▸ **Required action**: In the records that follow, find each line with the word "reflection" and copy it.
==================================================
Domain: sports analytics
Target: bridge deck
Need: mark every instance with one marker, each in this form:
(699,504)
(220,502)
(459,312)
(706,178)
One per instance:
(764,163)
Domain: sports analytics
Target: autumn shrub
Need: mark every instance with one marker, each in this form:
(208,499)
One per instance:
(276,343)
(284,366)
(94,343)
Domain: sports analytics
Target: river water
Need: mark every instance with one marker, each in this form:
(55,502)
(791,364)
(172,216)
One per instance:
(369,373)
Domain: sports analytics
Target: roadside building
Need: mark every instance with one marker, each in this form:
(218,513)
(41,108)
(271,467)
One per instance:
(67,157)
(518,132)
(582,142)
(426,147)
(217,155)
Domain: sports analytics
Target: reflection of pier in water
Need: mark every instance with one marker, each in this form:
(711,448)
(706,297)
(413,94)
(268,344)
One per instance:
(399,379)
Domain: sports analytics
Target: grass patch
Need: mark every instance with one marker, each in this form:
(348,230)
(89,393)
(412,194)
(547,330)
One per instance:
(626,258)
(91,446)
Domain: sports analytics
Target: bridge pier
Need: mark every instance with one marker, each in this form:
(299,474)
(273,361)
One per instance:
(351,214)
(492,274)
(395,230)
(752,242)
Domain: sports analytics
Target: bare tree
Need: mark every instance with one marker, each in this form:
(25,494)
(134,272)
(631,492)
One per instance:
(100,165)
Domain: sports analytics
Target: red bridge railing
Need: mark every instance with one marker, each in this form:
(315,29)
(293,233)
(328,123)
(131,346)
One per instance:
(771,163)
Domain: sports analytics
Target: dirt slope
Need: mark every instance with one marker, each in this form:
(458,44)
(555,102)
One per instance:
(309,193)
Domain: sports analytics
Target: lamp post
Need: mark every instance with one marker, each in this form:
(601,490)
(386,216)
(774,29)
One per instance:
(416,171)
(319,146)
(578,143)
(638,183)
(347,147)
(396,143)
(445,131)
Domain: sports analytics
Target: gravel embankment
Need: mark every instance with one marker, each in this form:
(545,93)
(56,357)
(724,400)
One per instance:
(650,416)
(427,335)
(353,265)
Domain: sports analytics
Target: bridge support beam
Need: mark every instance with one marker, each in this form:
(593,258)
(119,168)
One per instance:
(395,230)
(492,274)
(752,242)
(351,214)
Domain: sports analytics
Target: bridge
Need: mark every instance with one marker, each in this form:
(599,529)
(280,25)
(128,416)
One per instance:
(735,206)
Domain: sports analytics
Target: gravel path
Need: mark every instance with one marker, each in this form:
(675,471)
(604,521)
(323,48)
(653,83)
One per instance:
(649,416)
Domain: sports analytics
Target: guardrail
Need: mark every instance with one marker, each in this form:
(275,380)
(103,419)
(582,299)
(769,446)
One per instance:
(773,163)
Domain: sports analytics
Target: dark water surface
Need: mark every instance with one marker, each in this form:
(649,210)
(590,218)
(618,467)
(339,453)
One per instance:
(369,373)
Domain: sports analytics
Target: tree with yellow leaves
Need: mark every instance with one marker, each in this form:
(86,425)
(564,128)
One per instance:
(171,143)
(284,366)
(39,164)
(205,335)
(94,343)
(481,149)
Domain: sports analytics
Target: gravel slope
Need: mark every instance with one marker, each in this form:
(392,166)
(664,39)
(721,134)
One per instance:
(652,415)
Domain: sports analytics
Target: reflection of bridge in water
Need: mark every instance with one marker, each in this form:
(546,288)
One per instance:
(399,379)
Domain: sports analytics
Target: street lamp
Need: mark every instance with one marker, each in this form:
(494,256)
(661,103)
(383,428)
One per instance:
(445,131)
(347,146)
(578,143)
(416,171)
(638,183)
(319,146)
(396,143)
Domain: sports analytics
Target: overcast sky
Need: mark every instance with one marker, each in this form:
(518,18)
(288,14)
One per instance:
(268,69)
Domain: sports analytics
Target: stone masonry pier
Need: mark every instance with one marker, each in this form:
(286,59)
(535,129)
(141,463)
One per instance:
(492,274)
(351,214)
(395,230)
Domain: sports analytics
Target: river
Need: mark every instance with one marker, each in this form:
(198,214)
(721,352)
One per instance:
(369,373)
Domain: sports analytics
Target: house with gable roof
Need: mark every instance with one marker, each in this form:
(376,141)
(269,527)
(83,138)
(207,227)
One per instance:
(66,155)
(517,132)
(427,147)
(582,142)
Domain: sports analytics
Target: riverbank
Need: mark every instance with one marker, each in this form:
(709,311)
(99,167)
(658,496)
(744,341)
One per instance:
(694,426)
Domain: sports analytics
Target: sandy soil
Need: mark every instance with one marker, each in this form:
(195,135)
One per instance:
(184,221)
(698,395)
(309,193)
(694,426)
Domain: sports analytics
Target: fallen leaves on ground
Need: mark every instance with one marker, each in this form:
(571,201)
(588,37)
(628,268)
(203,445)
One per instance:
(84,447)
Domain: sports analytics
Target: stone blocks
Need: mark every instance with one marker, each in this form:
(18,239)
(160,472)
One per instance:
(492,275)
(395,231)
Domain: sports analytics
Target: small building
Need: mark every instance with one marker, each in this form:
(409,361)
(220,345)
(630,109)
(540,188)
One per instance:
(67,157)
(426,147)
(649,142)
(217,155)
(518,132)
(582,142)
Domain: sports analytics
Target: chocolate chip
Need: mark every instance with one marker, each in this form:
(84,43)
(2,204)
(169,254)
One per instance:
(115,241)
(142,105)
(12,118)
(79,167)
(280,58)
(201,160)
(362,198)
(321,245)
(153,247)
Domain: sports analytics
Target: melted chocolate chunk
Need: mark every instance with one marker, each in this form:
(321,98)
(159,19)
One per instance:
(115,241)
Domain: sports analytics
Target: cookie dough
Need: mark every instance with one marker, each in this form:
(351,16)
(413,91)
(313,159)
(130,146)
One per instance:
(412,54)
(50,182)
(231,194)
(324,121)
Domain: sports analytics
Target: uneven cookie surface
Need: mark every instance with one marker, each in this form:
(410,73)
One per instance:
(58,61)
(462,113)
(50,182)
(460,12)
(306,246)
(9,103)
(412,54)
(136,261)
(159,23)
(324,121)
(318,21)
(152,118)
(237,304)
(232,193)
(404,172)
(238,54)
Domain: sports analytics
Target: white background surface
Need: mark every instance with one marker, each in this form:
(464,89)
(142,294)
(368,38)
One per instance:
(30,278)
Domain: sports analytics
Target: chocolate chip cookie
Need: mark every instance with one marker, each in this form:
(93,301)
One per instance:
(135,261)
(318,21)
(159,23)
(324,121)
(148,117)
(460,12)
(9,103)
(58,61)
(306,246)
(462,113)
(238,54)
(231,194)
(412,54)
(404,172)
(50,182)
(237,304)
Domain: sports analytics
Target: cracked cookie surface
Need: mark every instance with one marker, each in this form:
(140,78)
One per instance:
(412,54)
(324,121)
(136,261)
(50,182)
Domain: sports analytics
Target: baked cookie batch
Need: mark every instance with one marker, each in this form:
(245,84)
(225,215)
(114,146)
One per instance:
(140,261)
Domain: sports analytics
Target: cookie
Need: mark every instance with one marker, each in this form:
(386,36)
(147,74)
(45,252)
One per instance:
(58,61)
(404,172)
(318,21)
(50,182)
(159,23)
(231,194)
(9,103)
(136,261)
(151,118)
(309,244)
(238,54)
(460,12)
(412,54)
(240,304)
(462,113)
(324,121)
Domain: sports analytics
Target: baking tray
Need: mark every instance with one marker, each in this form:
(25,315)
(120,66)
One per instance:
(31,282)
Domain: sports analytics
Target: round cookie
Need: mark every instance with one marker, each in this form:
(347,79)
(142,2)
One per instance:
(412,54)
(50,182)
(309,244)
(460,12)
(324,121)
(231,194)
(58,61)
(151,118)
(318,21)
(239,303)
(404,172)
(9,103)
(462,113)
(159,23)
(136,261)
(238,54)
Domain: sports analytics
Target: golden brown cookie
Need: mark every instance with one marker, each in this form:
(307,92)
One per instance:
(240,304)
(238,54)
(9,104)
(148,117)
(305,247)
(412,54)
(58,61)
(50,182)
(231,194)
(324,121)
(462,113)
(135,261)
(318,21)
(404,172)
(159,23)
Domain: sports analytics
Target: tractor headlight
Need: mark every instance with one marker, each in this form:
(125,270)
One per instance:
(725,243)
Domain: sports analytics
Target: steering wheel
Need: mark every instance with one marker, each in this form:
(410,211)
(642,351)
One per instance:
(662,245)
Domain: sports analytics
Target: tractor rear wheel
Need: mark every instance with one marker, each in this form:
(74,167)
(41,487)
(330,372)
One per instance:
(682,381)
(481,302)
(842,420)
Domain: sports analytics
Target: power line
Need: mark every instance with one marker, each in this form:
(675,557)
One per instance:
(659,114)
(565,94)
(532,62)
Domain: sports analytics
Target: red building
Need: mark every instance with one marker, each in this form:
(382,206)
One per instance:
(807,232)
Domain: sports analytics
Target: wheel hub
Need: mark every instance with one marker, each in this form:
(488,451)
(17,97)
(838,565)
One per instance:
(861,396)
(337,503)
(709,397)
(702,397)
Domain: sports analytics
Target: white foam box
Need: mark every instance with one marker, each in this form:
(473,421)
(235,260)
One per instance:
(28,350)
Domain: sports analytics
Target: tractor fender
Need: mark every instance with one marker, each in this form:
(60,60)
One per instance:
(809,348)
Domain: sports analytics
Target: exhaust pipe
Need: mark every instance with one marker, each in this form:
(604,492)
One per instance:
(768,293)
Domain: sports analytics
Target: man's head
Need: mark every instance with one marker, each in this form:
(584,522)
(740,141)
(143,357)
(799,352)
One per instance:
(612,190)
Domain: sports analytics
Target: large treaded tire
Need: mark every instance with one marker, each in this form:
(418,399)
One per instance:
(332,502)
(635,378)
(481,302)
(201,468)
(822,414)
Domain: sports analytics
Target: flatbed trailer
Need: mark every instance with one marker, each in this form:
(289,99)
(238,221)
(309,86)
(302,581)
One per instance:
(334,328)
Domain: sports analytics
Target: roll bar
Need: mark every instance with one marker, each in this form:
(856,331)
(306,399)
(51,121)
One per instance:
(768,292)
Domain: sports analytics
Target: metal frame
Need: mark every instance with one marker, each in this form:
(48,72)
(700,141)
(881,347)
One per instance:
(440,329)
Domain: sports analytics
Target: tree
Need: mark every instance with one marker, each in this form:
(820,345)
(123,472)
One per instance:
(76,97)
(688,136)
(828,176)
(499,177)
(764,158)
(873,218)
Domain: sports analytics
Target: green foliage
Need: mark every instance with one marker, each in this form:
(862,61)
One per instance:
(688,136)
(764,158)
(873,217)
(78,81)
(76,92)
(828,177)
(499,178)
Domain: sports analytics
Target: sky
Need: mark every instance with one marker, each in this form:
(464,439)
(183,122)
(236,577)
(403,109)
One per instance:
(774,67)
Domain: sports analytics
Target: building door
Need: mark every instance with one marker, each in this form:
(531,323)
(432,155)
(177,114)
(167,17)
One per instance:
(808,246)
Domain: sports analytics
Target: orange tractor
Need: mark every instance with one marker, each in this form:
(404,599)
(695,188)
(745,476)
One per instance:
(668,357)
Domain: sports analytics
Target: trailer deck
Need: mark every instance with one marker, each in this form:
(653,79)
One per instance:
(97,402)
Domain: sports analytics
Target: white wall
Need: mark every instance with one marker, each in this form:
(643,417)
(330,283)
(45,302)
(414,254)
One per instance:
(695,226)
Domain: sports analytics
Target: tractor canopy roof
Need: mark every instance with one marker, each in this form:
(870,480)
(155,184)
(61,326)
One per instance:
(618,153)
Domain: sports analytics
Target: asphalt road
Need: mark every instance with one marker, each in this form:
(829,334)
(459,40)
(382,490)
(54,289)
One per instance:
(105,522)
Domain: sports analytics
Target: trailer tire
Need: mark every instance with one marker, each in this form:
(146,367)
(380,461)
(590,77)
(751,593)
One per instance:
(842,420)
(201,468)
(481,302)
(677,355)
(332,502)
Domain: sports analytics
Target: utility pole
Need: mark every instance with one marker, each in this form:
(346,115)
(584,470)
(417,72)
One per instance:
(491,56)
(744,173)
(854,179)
==================================================
▸ **Your solution**:
Target: reflection of pier in water
Target: reflection of bridge in water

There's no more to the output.